### EXERCISE BRIEF
The reply should contain every line of the data, repeated exactly, and no pictures.

============================================================

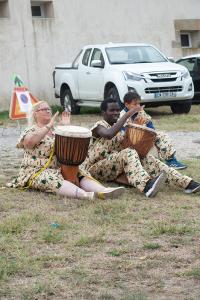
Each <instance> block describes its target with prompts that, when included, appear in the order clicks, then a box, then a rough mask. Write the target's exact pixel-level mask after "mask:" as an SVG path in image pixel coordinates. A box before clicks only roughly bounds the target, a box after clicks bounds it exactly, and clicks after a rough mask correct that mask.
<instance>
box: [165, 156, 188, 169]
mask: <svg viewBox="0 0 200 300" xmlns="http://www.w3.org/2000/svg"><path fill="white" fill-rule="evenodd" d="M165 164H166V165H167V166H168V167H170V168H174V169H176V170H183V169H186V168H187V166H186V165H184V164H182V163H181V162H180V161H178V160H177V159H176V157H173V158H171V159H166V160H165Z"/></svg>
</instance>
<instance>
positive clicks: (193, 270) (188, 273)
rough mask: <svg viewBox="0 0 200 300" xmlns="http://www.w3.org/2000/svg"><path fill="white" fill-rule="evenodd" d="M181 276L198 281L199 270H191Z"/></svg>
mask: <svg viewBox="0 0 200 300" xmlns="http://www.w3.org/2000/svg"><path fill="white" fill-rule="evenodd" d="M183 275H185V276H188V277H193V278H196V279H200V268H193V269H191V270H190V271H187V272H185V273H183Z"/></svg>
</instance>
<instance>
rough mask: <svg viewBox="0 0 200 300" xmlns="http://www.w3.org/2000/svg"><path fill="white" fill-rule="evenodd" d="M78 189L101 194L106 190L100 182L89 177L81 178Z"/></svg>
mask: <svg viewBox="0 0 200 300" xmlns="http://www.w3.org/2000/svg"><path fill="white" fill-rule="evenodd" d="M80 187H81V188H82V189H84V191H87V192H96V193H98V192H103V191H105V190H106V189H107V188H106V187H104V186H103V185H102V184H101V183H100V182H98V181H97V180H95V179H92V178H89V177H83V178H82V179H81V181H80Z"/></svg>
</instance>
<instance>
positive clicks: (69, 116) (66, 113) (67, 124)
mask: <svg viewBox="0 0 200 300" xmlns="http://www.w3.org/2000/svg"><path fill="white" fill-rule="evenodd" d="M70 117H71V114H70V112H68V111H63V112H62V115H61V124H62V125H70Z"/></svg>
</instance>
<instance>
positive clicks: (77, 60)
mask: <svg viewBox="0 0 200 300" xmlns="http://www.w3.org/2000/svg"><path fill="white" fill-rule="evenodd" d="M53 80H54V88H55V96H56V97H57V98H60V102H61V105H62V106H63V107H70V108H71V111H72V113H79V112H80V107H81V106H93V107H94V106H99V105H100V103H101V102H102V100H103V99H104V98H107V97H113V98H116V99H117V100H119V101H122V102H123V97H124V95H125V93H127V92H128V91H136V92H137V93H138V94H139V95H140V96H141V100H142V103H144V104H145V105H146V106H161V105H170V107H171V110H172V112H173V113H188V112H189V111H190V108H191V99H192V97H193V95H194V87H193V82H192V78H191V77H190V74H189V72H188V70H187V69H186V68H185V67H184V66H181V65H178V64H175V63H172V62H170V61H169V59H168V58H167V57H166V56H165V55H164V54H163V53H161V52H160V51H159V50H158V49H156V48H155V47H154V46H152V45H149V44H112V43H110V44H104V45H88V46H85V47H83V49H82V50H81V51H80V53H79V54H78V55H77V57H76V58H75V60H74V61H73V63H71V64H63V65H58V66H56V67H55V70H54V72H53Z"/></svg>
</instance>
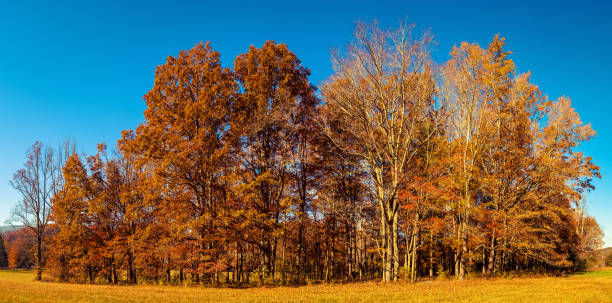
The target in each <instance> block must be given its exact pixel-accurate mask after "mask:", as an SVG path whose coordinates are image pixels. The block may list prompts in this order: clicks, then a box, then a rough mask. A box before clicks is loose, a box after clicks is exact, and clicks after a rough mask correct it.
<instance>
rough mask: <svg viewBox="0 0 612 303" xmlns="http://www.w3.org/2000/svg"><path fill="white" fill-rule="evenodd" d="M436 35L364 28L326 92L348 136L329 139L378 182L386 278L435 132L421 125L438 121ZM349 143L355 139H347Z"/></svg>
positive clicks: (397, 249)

============================================================

### EXERCISE RESPONSE
Each <instance> block describes its target with prompts that, when included, appear in the order clicks, then a box, then a rough mask. Write the target's exact pixel-level mask after "mask:" as an SVG path in image pixel coordinates. A box before clicks only roughly bounds the target, a box after clicks bounds it exactly, and clicks after a rough mask correct that mask.
<instance>
box: [165, 156, 188, 169]
mask: <svg viewBox="0 0 200 300" xmlns="http://www.w3.org/2000/svg"><path fill="white" fill-rule="evenodd" d="M165 164H166V165H167V166H168V167H170V168H174V169H176V170H183V169H186V168H187V166H186V165H184V164H182V163H181V162H180V161H178V160H177V159H176V157H173V158H171V159H166V160H165Z"/></svg>
</instance>
<instance>
positive clicks: (193, 270) (188, 273)
rough mask: <svg viewBox="0 0 200 300" xmlns="http://www.w3.org/2000/svg"><path fill="white" fill-rule="evenodd" d="M181 276L198 281L199 270H191Z"/></svg>
mask: <svg viewBox="0 0 200 300" xmlns="http://www.w3.org/2000/svg"><path fill="white" fill-rule="evenodd" d="M183 275H185V276H188V277H193V278H196V279H200V268H193V269H191V270H190V271H187V272H185V273H183Z"/></svg>
</instance>
<instance>
rough mask: <svg viewBox="0 0 200 300" xmlns="http://www.w3.org/2000/svg"><path fill="white" fill-rule="evenodd" d="M78 189L101 194L106 190L100 182L89 177L81 178Z"/></svg>
mask: <svg viewBox="0 0 200 300" xmlns="http://www.w3.org/2000/svg"><path fill="white" fill-rule="evenodd" d="M80 187H81V188H82V189H84V191H87V192H96V193H98V192H103V191H105V190H106V189H107V188H106V187H104V186H103V185H102V184H101V183H100V182H98V181H97V180H95V179H92V178H89V177H83V178H82V179H81V181H80Z"/></svg>
</instance>
<instance>
positive clicks: (69, 116) (66, 113) (67, 124)
mask: <svg viewBox="0 0 200 300" xmlns="http://www.w3.org/2000/svg"><path fill="white" fill-rule="evenodd" d="M70 117H71V114H70V112H68V111H63V112H62V115H61V124H62V125H70Z"/></svg>
</instance>
<instance>
positive clicks: (77, 60)
mask: <svg viewBox="0 0 200 300" xmlns="http://www.w3.org/2000/svg"><path fill="white" fill-rule="evenodd" d="M53 80H54V88H55V96H56V97H57V98H60V102H61V105H62V106H63V107H70V108H71V111H72V113H79V112H80V107H81V106H93V107H94V106H99V105H100V103H101V102H102V100H103V99H104V98H107V97H113V98H116V99H117V100H119V101H122V102H123V97H124V95H125V93H127V92H128V91H136V92H137V93H138V94H139V95H140V96H141V100H142V103H144V104H145V105H146V106H161V105H170V107H171V110H172V112H173V113H188V112H189V111H190V108H191V99H192V97H193V95H194V87H193V82H192V78H191V77H190V74H189V72H188V70H187V69H186V68H185V67H184V66H181V65H178V64H175V63H172V62H170V61H169V59H168V58H167V57H166V56H165V55H164V54H163V53H161V52H160V51H159V50H158V49H156V48H155V47H154V46H152V45H149V44H112V43H110V44H104V45H88V46H85V47H83V49H82V50H81V51H80V53H79V54H78V55H77V57H76V58H75V60H74V61H73V63H71V64H63V65H58V66H56V67H55V70H54V72H53Z"/></svg>
</instance>
The target in each <instance> block must be given its exact pixel-accurate mask after "mask:", as an SVG path whose coordinates are image pixels. The block may list prompts in this order: clicks, then a box, then a rough mask. A box before clicks is loose, a box after clicks is exact, and clicks after a rough mask correct it.
<instance>
rough mask: <svg viewBox="0 0 612 303" xmlns="http://www.w3.org/2000/svg"><path fill="white" fill-rule="evenodd" d="M436 35L364 28L326 92L348 136L329 139L378 182L386 278L435 132L421 125L438 121ZM349 143L355 139H347Z"/></svg>
positive clicks: (397, 249)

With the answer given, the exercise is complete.